**Task to complete**
Retype the whole listing verbatim and keep the pictures out of it.

----- Supplied data -----

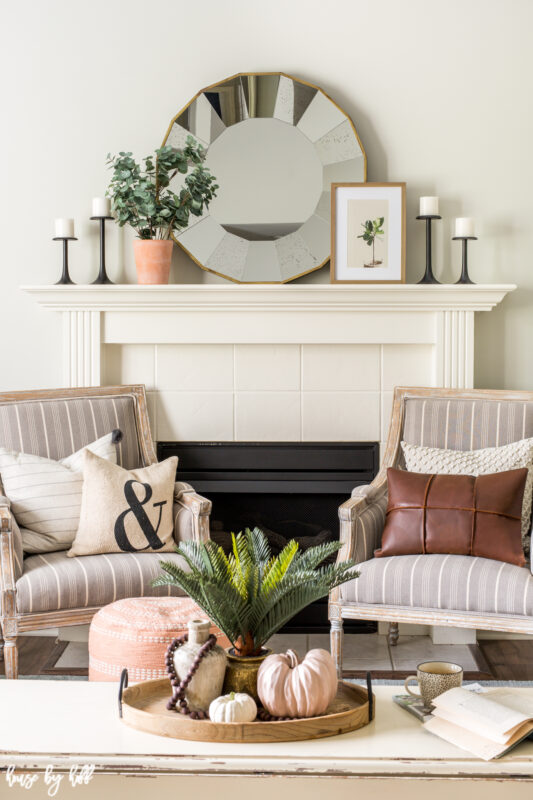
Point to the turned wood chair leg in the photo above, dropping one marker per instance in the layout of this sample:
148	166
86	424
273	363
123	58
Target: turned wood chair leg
11	657
393	634
336	642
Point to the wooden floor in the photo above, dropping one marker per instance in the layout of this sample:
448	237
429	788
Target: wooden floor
503	660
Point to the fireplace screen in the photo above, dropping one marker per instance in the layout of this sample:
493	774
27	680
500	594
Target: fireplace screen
289	490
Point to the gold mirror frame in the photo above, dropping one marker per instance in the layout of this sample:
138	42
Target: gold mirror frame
272	95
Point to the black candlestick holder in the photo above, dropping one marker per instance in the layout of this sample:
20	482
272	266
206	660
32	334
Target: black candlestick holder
65	277
428	275
102	275
465	277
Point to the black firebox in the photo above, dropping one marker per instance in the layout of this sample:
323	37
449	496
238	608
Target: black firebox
291	490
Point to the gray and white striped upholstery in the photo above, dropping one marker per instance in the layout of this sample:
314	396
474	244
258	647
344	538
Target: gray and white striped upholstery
56	428
53	582
448	582
464	424
369	524
18	553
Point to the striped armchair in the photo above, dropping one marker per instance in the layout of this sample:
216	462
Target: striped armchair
462	591
51	590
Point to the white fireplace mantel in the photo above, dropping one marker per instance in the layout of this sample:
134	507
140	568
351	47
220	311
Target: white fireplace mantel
271	362
442	315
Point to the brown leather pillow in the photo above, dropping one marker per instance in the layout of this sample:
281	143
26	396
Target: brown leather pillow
457	514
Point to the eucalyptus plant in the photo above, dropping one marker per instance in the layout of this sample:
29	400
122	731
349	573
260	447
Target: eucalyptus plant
249	594
141	195
372	230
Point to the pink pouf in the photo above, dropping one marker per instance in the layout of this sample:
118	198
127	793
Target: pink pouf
135	633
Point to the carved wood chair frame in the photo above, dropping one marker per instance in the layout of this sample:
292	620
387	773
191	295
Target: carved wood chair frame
348	512
12	622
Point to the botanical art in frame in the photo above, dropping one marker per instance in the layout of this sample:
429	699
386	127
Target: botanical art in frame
367	232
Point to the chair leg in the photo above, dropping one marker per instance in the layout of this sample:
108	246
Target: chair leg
11	658
336	642
393	634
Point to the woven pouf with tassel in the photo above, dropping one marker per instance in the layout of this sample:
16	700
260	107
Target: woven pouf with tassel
136	632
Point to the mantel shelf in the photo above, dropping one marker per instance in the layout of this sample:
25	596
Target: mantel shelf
356	297
439	317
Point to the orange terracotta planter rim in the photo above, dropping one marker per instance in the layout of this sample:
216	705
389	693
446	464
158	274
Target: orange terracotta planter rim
152	259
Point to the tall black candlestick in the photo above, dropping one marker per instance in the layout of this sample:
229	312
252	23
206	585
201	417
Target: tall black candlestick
65	277
428	275
102	275
465	277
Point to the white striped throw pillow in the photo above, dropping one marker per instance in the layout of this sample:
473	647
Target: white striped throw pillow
45	494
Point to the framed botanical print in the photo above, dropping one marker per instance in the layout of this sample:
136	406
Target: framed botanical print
367	232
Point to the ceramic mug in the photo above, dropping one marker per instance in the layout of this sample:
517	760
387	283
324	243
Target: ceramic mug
434	678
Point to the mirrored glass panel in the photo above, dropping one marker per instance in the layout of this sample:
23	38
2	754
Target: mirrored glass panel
275	145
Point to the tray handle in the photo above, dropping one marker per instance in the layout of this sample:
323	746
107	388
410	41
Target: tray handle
123	684
370	696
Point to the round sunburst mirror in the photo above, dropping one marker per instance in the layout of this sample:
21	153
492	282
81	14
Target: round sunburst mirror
275	145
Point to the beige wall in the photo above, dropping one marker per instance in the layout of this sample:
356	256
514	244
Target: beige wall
439	92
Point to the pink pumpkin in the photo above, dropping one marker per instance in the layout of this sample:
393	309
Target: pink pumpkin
290	688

-----

**Answer for the task**
Point to the turned wood chair leg in the photo above, dropping one marker per instance in the layout of this sample:
148	166
86	424
273	363
123	58
Target: turned wood chair leg
11	657
393	634
336	642
Point to the wooden floor in the photo above, dropping one marker per instance in the layout of this sample:
448	237
429	788
Target: wooden floor
503	660
Point to the fireplace screen in the photo above, dropping one marker per instance in the layout of this sample:
493	774
27	680
500	594
Target: fireplace screen
289	490
Point to the gold mirror frame in the photo above, dropping one marker per instance in the layout of this sample:
138	42
Target: gold mirror frame
272	95
Point to the black candlestick holder in the photo above, dropping one marker per instance in the layout of this sample:
20	482
272	266
206	660
32	334
Target: black candlestick holder
65	277
428	275
102	275
465	277
Point to the black firebox in the photo above, dropping one marker per instance in the layout of this sample:
323	37
449	496
238	608
Target: black firebox
291	490
Point to the gray and white striped upholstery in the photo above, dropping one marker per instance in the layout of this sample:
314	396
474	244
258	647
344	538
Target: gray and white striped upholstery
56	428
53	582
448	582
464	424
369	524
18	553
Point to the striped armchair in the photo above, dropping one marker per instance in the layout of this sample:
216	462
Target: striped armchair
462	591
51	590
Point to the white fireplace mantel in the photo above, dropping one marker per instance in the layout of this sample:
134	507
140	568
351	47
220	311
Target: white fireplace mantel
271	362
442	315
Point to the brown leather pillow in the photo above, dropping one marker per instance in the layout of this sample:
281	143
26	396
Target: brown leather pillow
457	514
Point to the eucalyptus plant in the photo above, dropping one marker per instance in the layout of this sample:
29	400
122	731
349	573
260	447
Target: eucalyptus plant
249	594
141	195
372	230
Point to the pink pouf in the photo above, dropping one marker per instance in the layout of this sample:
118	198
127	793
Target: pink pouf
135	633
Point to the carved wood chair frame in the photo above, dropping one marker per instance in the layout of this sample:
292	620
387	773
191	295
Target: carved wood chair frame
348	512
12	622
Point to the botanical art in frame in the photo above, dropping one marker per instance in the layout of this sample:
429	699
386	127
Target: botanical art in frame
367	232
Point to the chair leg in the photo above, dropping one marker per instance in the layout of this sample:
108	246
Target: chair leg
11	658
336	642
393	634
Point to the woven pouf with tassel in the photo above, dropping one marker per instance in the layout of this sample:
16	700
260	107
Target: woven pouf with tassel
136	632
Point to the mantel shelf in the photo above, dropping one marker per instance in the layout of this sample:
25	596
Target: mantel shelf
356	297
439	317
Point to the orange terracotta planter rim in the photo above, dropping one marker per instance in the layout of this sample:
216	705
389	693
446	464
158	274
Target: orange terracotta planter rim
152	259
Point to the tall black candlestick in the photo above, dropping one marker per instance in the layout of this sample:
229	312
252	23
206	585
201	417
Target: tall black candlestick
65	277
428	275
102	275
465	277
Point to the white striped throw pillow in the photo above, dropping one marker per instance in the layout of this sample:
473	647
Target: white striped throw pillow
45	494
Point to the framed botanical print in the photo above, dropping one marker per instance in the layout of this sample:
136	406
Target: framed botanical print
367	232
Point to the ceramic mug in the photo above, dropping one marker per instance in the layout of this sample:
517	760
387	283
324	243
Target: ceramic mug
434	678
Point to the mirrored glass panel in the photo above, dropping one marker per instance in the layout of this sample:
23	38
2	754
Target: mirrored glass panel
275	145
Point to the tray handle in the photo above, dropping one marker per instance in the layout of this sample:
323	746
107	388
410	41
Target: tray handle
123	684
370	696
Point to the round sunburst mirror in the photo above, dropping one marker per instance in the layout of this sample:
21	153
492	282
81	14
Target: round sunburst mirror
275	145
Point to the beige wall in the photo above, dropping one marker per instance in the layout of this sample:
356	256
514	244
Target: beige wall
439	92
Point to the pink pumpkin in the photo above, dropping one marker per instance in the layout of this sample:
393	309
Target: pink pumpkin
290	688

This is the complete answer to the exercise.